GETTING TECH OFF THE GROUND: Airbus’ flying car is just one of the cutting-edge projects Sasha Rao gets to work on

07.02.2021


Published in 2021 Northern California Super Lawyers Magazine
By Carlos Harrison on July 2, 2021

It’s a bird. It’s a plane. No, it’s a pilotless urban air vehicle whisking commuters to their destinations.

OK, so not yet. But if that Jetsons-style future ever gets off the ground, it will be thanks in part to people like Sasha Rao, who says the biggest obstacle is not the swiftly developing technology, it’s the law.

“There are probably over 50, probably a hundred companies in the [electric aircraft] space,” says Rao, who practices intellectual property litigation at Maynard, Cooper & Gale in San Francisco. “They’re working on electric propulsion systems; they’re working on either normal takeoff or a vertical takeoff.

“We need to really think about what we as a society want to encourage. And certainly, with climate change and trying to control the causes of pollution, we need to figure out how to make it possible for these other new vehicles to co-exist.”

Among the projects she’s helping get off the ground is a self-piloted, all-electric personal air vehicle from Airbus. Looking like a sleek, oversized drone, the single-seat Vahana (Sanskrit for “vehicle”) lifts off and lands vertically, and has achieved speeds of over 100 mph in test flights.

FAA rules, though, currently tend to focus on human pilots. The agency is still working out where self-piloted vehicles would fit in. Airspace regulations rely on human air traffic controllers talking to human pilots. The already strained system will be hard-pressed to deal with what Rao sees as an exponential growth in aircraft guided by artificial intelligence. And local regulations establishing clearances for physical “vertiports” still need, in most places, to be written.

“You have to rethink product liability law, for example,” Rao says. “Most of the vehicle regulations right now are set up on a sort of driver-negligence type system because the driver’s behind the wheel, and they pretty much have control of the vehicle. But when you move to a different system, then you have to rethink, ‘Well, is it going to be a strict liability system?’”

Rao focuses on just those kinds of issues, where the law intersects a brave new world of drones and self-guided commuter aircraft; novel pharmaceuticals and biotechnologies; artificial intelligence and robotics. She’s chair of her firm’s nationwide IP practice, with clients across the technological spectrum. As different as Airbus and Airbnb may seem, she says, they share a common principle.

| PROVIDED INFORMATION |
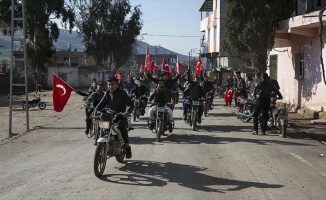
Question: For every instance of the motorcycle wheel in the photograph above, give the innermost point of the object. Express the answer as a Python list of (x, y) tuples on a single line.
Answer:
[(245, 110), (206, 109), (282, 130), (96, 133), (42, 105), (135, 114), (160, 131), (119, 158), (194, 122), (100, 159)]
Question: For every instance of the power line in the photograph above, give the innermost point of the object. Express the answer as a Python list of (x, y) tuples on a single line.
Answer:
[(173, 35)]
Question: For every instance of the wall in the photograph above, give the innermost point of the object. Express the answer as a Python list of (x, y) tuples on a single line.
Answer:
[(310, 91)]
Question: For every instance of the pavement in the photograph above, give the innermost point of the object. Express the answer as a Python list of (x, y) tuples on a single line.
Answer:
[(299, 127)]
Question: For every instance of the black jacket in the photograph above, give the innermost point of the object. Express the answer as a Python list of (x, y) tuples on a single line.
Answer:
[(120, 101), (264, 89), (168, 83)]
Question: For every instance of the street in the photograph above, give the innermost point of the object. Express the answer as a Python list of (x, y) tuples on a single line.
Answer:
[(221, 160)]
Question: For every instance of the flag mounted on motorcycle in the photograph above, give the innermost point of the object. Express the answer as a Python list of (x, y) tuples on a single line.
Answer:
[(60, 93)]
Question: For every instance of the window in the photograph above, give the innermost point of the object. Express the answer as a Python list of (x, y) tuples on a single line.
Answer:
[(299, 66), (273, 66), (63, 76)]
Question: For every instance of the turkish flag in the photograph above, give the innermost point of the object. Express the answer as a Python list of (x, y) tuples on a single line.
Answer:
[(165, 67), (118, 75), (141, 69), (148, 61), (61, 93), (178, 66), (155, 67), (198, 67)]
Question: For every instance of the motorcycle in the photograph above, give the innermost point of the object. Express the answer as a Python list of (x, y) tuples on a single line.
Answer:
[(278, 118), (94, 130), (208, 104), (110, 142), (138, 102), (35, 102), (192, 114), (161, 122), (246, 107), (176, 95)]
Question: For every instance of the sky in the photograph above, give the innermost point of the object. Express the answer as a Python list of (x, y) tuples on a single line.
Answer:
[(178, 20)]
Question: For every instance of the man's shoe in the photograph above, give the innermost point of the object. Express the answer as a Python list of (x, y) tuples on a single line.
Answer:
[(128, 152)]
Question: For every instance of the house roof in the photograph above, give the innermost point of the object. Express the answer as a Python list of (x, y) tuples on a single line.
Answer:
[(207, 6)]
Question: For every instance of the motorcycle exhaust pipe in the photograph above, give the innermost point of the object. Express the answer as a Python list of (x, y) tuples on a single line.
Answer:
[(243, 115)]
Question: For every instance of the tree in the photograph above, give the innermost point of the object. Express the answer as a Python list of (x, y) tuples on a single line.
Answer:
[(110, 29), (41, 31), (250, 27)]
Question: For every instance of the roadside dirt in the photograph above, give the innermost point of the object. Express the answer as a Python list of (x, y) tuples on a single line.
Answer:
[(37, 117)]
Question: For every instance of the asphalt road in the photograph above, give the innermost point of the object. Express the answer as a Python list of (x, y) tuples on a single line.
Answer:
[(221, 160)]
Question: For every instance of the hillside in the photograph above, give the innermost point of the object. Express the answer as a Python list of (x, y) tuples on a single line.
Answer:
[(74, 41)]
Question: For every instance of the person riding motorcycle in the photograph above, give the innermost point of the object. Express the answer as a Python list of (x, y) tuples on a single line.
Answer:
[(161, 97), (208, 87), (118, 100), (196, 93), (168, 81), (262, 94), (140, 91)]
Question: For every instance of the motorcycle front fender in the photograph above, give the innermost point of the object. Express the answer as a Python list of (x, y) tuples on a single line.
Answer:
[(102, 140)]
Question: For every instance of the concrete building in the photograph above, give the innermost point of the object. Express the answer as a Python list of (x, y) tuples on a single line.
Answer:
[(296, 59)]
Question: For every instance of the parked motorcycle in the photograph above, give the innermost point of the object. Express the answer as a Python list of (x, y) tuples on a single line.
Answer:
[(278, 119), (176, 96), (35, 102), (110, 142)]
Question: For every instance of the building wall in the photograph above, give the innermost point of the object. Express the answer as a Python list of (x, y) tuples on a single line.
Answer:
[(72, 75), (308, 92)]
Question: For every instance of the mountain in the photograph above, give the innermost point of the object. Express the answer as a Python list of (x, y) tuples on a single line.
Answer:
[(74, 41)]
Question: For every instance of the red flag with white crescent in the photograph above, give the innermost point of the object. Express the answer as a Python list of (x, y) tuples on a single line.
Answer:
[(198, 67), (118, 75), (60, 93)]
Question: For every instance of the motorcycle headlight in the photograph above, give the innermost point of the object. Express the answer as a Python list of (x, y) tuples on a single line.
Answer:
[(105, 125), (283, 111), (160, 109)]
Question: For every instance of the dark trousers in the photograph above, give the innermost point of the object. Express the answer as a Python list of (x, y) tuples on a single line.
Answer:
[(122, 127), (262, 105), (88, 112)]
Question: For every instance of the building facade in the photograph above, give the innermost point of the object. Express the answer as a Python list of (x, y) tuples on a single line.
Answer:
[(296, 58)]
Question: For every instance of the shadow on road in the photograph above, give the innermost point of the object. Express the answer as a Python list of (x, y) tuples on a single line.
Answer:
[(159, 174)]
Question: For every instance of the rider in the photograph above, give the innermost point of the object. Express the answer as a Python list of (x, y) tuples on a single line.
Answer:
[(208, 87), (161, 96), (196, 93), (118, 100), (140, 91), (262, 94)]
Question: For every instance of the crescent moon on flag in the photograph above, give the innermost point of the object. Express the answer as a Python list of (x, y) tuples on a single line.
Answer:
[(63, 88)]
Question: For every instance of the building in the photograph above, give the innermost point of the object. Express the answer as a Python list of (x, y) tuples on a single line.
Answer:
[(296, 59), (212, 26)]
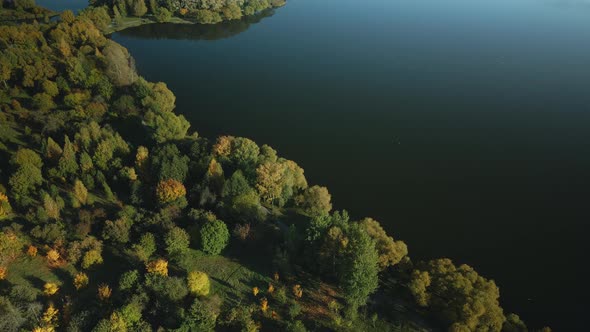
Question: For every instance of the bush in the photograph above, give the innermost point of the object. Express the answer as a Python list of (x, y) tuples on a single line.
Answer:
[(205, 16), (198, 283), (163, 15), (214, 237)]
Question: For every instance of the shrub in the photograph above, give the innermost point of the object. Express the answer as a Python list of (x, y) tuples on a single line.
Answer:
[(163, 15), (170, 190), (80, 280), (198, 283), (214, 237), (128, 280), (159, 266)]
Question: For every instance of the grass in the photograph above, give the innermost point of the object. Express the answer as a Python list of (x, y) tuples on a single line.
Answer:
[(32, 272), (130, 22), (228, 277)]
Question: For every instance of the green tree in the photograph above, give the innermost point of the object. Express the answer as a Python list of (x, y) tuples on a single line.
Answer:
[(138, 8), (52, 150), (120, 67), (360, 271), (199, 318), (177, 241), (24, 157), (145, 248), (163, 15), (166, 126), (25, 179), (169, 163), (459, 296), (214, 237), (390, 251), (198, 283), (315, 200), (67, 164)]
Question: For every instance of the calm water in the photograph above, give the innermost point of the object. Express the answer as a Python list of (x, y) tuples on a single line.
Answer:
[(462, 125)]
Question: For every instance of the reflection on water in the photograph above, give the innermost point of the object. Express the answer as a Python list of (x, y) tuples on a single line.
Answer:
[(196, 31)]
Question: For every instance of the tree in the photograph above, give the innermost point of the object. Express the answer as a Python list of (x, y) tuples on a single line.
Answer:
[(120, 66), (50, 288), (128, 280), (117, 230), (214, 237), (67, 164), (158, 266), (459, 296), (80, 280), (169, 191), (199, 318), (145, 248), (360, 272), (159, 98), (25, 179), (270, 181), (51, 207), (198, 283), (169, 163), (91, 257), (513, 323), (390, 252), (177, 241), (52, 150), (166, 126), (79, 194), (104, 292), (138, 8), (26, 157), (163, 15), (5, 208), (315, 200)]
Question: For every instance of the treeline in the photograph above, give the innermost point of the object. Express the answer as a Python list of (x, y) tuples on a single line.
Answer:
[(111, 212), (201, 11)]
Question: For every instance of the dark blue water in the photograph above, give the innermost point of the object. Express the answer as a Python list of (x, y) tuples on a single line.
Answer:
[(462, 125)]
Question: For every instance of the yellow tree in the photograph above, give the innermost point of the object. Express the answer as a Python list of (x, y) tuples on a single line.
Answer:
[(80, 193), (159, 266), (264, 304), (141, 161), (32, 251), (49, 318), (53, 256), (80, 280), (50, 288), (170, 190), (269, 180), (51, 207), (5, 208), (198, 283), (297, 291), (104, 292)]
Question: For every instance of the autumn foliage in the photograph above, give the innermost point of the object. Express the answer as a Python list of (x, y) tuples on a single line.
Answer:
[(50, 288), (198, 283), (5, 208), (32, 251), (297, 291), (170, 190), (104, 292), (159, 266), (80, 280)]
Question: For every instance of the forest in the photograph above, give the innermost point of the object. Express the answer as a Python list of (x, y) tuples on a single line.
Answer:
[(115, 215)]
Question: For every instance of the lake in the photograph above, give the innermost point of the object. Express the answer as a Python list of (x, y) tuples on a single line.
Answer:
[(461, 125)]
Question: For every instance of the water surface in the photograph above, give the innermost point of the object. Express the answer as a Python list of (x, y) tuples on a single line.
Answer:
[(462, 125)]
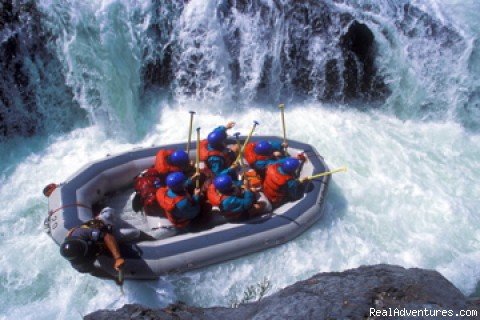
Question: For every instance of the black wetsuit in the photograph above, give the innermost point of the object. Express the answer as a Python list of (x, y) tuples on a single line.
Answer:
[(92, 232)]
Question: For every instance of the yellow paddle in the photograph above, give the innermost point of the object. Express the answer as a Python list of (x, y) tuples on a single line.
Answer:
[(282, 110), (197, 159), (190, 130), (240, 154), (319, 175)]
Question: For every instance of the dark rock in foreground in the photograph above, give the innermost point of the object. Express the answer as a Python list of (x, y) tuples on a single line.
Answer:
[(391, 291)]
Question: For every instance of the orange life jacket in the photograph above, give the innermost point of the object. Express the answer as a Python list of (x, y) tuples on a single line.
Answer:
[(161, 162), (205, 153), (274, 181), (168, 204), (251, 156), (145, 186)]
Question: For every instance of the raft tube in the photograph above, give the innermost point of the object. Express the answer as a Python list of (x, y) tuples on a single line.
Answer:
[(70, 205)]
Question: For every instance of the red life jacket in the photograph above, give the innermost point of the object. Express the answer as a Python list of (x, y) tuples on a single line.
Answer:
[(161, 162), (145, 186), (274, 181), (214, 197), (168, 204), (251, 156), (205, 153)]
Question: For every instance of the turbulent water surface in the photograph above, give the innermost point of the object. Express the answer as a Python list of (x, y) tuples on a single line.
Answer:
[(410, 197)]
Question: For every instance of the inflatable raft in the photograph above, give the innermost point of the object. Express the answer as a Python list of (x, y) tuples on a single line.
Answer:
[(151, 247)]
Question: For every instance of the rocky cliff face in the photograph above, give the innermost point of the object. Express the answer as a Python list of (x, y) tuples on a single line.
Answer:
[(368, 292), (32, 85), (238, 50)]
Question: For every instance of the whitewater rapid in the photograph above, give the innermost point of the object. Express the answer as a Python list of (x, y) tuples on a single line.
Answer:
[(411, 196)]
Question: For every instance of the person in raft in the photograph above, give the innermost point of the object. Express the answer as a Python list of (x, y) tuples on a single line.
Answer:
[(281, 184), (180, 207), (145, 186), (170, 160), (263, 153), (235, 202), (216, 155), (83, 244)]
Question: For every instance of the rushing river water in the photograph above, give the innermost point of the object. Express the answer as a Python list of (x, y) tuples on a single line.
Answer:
[(411, 196)]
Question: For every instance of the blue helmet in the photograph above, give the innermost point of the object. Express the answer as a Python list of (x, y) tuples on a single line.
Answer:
[(263, 148), (290, 165), (176, 181), (223, 183), (179, 158), (216, 137)]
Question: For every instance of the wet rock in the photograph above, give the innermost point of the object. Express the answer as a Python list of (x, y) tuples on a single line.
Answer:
[(352, 294), (33, 94)]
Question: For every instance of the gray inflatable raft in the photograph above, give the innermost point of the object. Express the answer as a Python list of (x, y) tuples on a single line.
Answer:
[(150, 246)]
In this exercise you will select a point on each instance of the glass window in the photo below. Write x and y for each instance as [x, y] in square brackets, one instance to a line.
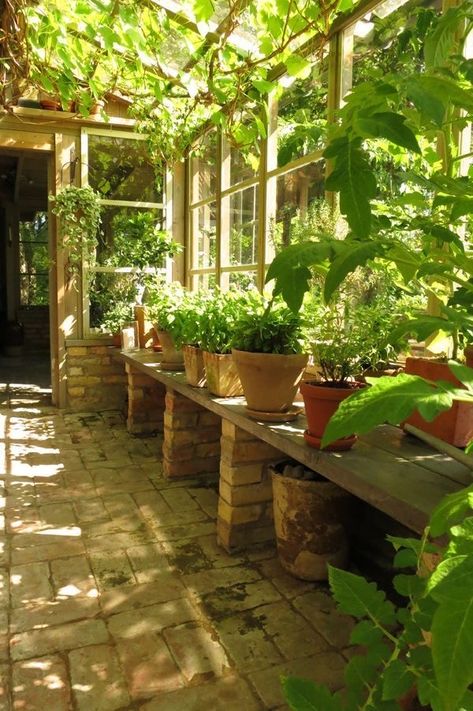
[302, 114]
[120, 169]
[291, 197]
[204, 168]
[204, 236]
[34, 260]
[240, 228]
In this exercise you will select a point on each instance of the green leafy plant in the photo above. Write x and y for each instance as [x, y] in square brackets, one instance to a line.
[425, 645]
[162, 302]
[78, 210]
[219, 319]
[114, 318]
[267, 327]
[394, 399]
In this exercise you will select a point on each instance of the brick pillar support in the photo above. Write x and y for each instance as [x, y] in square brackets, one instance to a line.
[145, 403]
[191, 438]
[245, 506]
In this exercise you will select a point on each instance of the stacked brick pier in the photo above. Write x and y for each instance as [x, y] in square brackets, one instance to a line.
[245, 508]
[145, 403]
[191, 438]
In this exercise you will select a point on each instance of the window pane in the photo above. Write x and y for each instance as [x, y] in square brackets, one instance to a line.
[131, 237]
[108, 294]
[240, 213]
[203, 168]
[34, 289]
[204, 240]
[239, 280]
[290, 197]
[120, 169]
[385, 40]
[204, 281]
[243, 164]
[302, 114]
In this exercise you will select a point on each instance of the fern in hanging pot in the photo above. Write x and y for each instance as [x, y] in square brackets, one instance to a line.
[78, 210]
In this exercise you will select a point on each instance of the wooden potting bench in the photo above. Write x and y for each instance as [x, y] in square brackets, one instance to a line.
[203, 434]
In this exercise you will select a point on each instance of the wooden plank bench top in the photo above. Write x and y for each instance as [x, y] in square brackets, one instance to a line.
[392, 471]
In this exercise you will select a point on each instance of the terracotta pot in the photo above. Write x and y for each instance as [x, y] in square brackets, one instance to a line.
[469, 356]
[172, 358]
[194, 365]
[454, 426]
[269, 380]
[50, 104]
[146, 330]
[310, 522]
[221, 374]
[321, 401]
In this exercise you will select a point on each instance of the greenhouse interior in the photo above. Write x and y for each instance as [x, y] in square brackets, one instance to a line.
[236, 355]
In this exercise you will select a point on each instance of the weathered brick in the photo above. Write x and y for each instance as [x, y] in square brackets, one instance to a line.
[181, 422]
[243, 473]
[235, 515]
[234, 452]
[236, 433]
[246, 494]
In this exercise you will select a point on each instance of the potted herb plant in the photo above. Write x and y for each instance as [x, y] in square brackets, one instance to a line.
[217, 327]
[118, 314]
[187, 335]
[345, 342]
[267, 349]
[419, 653]
[163, 301]
[78, 210]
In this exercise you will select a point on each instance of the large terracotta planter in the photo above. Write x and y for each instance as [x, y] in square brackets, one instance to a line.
[172, 359]
[310, 520]
[269, 380]
[222, 376]
[454, 426]
[321, 401]
[194, 366]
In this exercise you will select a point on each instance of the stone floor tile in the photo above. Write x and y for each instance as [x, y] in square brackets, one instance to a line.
[218, 557]
[31, 552]
[55, 639]
[111, 569]
[58, 515]
[207, 500]
[53, 613]
[186, 556]
[179, 500]
[320, 609]
[148, 666]
[289, 631]
[72, 577]
[151, 619]
[239, 597]
[287, 584]
[97, 681]
[129, 597]
[30, 584]
[182, 532]
[226, 578]
[91, 510]
[5, 704]
[41, 683]
[197, 652]
[324, 668]
[228, 694]
[247, 643]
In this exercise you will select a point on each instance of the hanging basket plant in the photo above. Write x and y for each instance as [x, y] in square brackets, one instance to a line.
[79, 212]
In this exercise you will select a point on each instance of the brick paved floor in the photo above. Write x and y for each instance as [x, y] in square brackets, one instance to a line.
[115, 594]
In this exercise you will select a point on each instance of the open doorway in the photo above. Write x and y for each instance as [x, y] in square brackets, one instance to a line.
[25, 358]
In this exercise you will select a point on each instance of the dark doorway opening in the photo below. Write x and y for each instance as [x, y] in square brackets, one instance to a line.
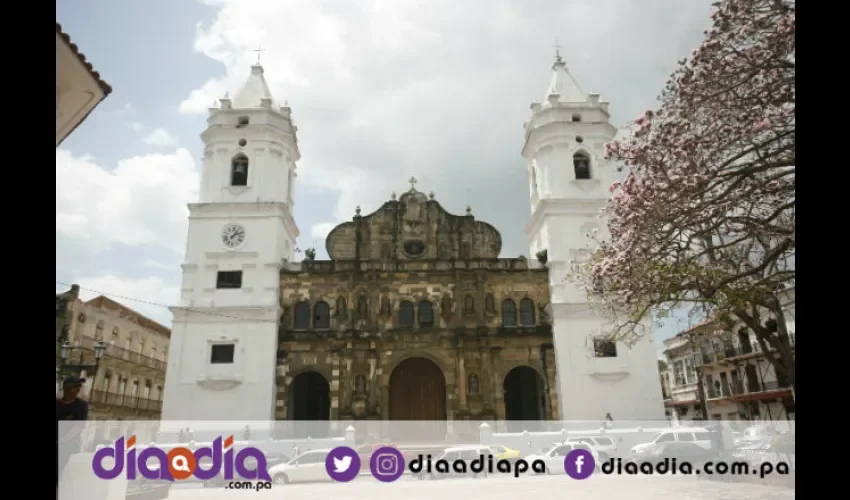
[310, 404]
[524, 399]
[417, 392]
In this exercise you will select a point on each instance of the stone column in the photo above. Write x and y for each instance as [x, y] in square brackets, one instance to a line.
[334, 410]
[281, 373]
[486, 382]
[461, 381]
[375, 395]
[496, 387]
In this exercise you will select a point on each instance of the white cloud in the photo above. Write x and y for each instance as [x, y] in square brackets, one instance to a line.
[151, 295]
[154, 264]
[320, 231]
[160, 137]
[142, 201]
[386, 89]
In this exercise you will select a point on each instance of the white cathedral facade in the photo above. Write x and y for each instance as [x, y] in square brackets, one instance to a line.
[222, 361]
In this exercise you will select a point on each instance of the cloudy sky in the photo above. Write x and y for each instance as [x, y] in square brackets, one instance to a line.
[380, 89]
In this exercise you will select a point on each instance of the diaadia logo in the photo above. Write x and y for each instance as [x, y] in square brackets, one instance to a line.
[181, 463]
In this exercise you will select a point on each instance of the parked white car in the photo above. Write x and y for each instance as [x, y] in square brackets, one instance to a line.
[700, 436]
[605, 446]
[554, 457]
[305, 468]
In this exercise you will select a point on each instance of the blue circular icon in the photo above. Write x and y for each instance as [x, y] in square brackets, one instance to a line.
[387, 464]
[579, 464]
[342, 464]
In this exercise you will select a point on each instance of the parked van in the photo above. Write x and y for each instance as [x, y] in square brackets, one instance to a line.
[700, 436]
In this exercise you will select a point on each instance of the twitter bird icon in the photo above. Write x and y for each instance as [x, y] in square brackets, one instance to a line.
[343, 464]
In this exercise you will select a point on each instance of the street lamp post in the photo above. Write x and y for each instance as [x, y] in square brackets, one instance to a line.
[65, 367]
[698, 366]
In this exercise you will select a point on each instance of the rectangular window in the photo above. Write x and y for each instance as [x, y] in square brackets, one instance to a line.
[603, 348]
[222, 354]
[228, 279]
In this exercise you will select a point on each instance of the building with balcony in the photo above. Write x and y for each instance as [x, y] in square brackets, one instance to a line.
[79, 88]
[738, 381]
[129, 381]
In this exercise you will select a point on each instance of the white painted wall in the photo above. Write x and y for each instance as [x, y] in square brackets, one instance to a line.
[564, 209]
[196, 389]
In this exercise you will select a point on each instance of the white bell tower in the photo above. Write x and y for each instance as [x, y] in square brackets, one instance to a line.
[223, 348]
[569, 181]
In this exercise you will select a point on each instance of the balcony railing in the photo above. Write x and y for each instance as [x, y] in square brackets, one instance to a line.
[125, 401]
[735, 349]
[737, 389]
[115, 352]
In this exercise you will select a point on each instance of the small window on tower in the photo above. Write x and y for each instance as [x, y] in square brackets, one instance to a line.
[581, 162]
[222, 354]
[239, 170]
[604, 348]
[228, 279]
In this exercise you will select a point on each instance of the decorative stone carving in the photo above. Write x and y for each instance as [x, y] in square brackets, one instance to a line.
[490, 304]
[472, 385]
[386, 307]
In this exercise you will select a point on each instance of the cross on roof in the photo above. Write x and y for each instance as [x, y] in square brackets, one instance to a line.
[258, 50]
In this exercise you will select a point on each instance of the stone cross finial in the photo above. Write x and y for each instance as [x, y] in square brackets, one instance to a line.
[258, 50]
[558, 52]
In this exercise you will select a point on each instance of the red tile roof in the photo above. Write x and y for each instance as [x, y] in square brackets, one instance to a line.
[107, 89]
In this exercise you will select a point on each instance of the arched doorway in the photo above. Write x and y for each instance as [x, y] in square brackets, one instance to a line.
[418, 392]
[309, 404]
[525, 398]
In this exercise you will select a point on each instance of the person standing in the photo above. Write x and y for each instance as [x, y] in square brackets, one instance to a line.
[71, 414]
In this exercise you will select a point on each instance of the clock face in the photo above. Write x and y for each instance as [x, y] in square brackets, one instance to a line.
[233, 235]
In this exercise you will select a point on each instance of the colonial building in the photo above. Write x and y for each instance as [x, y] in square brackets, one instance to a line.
[415, 316]
[738, 381]
[130, 376]
[79, 88]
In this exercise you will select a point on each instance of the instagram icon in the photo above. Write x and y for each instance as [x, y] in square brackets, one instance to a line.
[387, 464]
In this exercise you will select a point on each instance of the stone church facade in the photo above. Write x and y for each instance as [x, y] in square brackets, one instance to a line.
[415, 317]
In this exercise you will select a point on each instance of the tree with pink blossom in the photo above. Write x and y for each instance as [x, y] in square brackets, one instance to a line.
[705, 216]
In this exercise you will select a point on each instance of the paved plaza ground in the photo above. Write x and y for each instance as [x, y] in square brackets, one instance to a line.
[507, 488]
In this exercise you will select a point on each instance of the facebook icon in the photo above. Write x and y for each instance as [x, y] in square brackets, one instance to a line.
[579, 464]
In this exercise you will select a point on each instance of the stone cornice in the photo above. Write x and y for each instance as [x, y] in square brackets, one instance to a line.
[245, 210]
[417, 266]
[270, 314]
[563, 207]
[543, 331]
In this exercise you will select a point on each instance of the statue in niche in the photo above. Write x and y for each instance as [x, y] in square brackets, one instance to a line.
[360, 386]
[362, 307]
[468, 305]
[386, 307]
[446, 308]
[490, 304]
[544, 316]
[341, 308]
[473, 384]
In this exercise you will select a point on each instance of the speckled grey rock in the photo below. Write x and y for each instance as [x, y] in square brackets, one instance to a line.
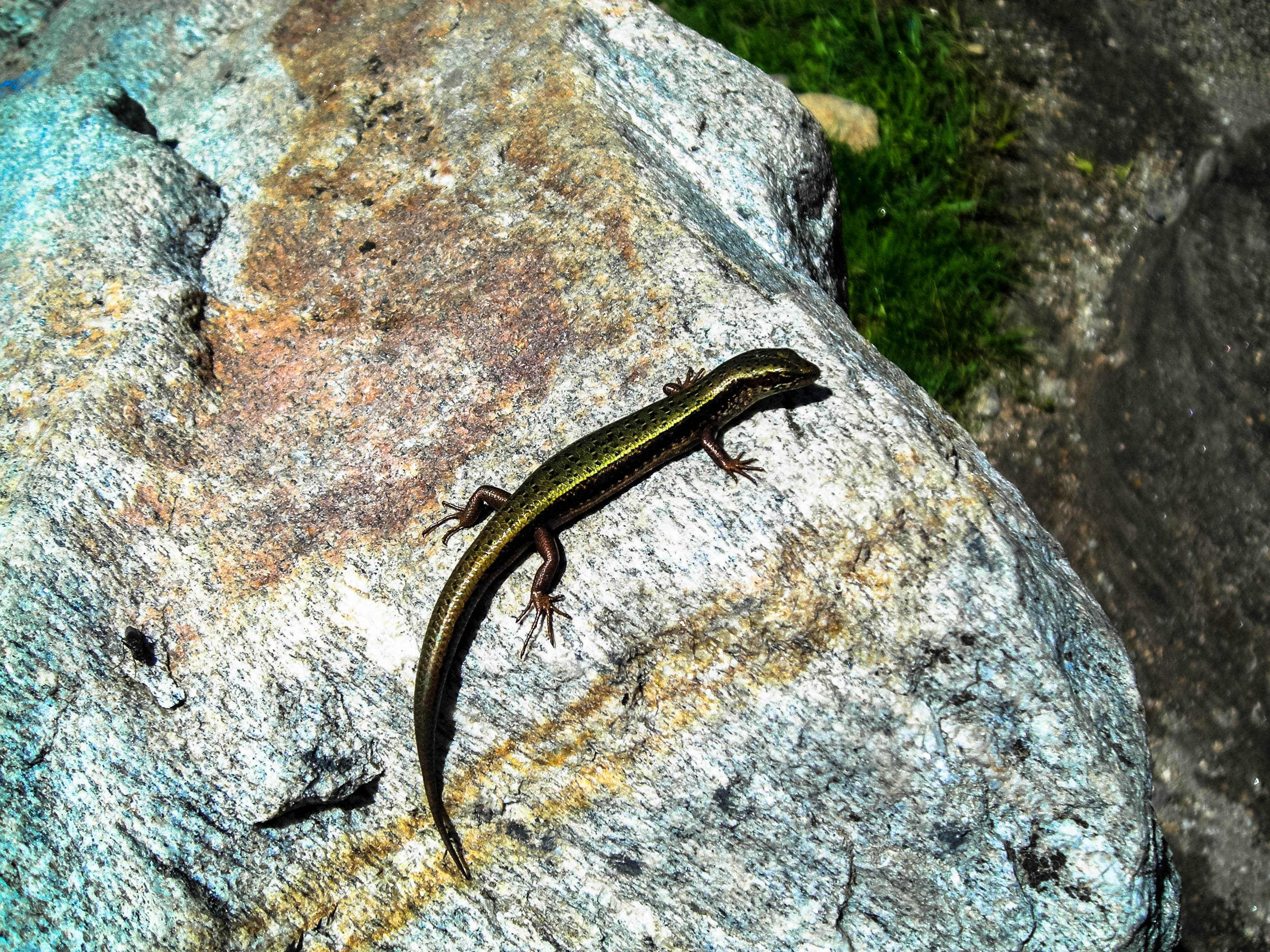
[275, 282]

| WHAT YOU WILL DO |
A. Answer these questions about the Sasha Rao article:
(i) At which firm does Rao practice, and in what city?
(ii) What does the name Vahana mean in Sanskrit?
(iii) What speed has the Vahana reached in test flights?
B. Pick up the Sasha Rao article after its last sentence and keep writing it in the same style.

| ANSWERS TO THE PROBLEMS |
A.
(i) Maynard, Cooper & Gale in San Francisco
(ii) "Vehicle"
(iii) Over 100 mph

B.
“They’re all pushing the boundaries of science, right? Airbnb, while it seems like just a platform for people to rent places, it’s actually a lot more sophisticated than that. They use a lot of artificial intelligence in their platform,” she says. “They are one of the largest employers of artificial intelligence engineers in the Bay area.”

But, she insists, even as the technologies and laws change, the basic principles remain the same.

“I don’t care if the patent is about a potato chip or a semiconductor chip,” she says. “You need to figure out how to make the best argument given the framework of the law and your facts. And by dealing with different technology areas, you kind of get good at adapting some of the techniques from one kind of industry to another.”

Forward Facing

As a child in Bangalore, India, Sasha Rao dreamed of becoming a pilot, but her vision was too poor. So she switched to science, because, she says, “In India, typically, you’re encouraged to go into engineering or medicine. Nobody really thinks of law as an option.”

She majored in physics. An internship where she was “running the same experiment for two months every single day to see if the results are repeatable” changed her mind. “I was quite bored by the repetition and I thought, ‘Well, surely there’s a better way to use my skills.’”

So Rao applied to law school, where her science background led her to intellectual property. She got hired straight out of NYU by Fish & Neave, the IP firm that represented Alexander Graham Bell and the Wright brothers. Then her firm was acquired by Ropes & Gray; and she ended up, in 2014, at Maynard.

“From the beginning, I wanted to get as much experience as possible doing different things. So I never said no to a project,” she says. “I wanted to represent the companies of tomorrow.”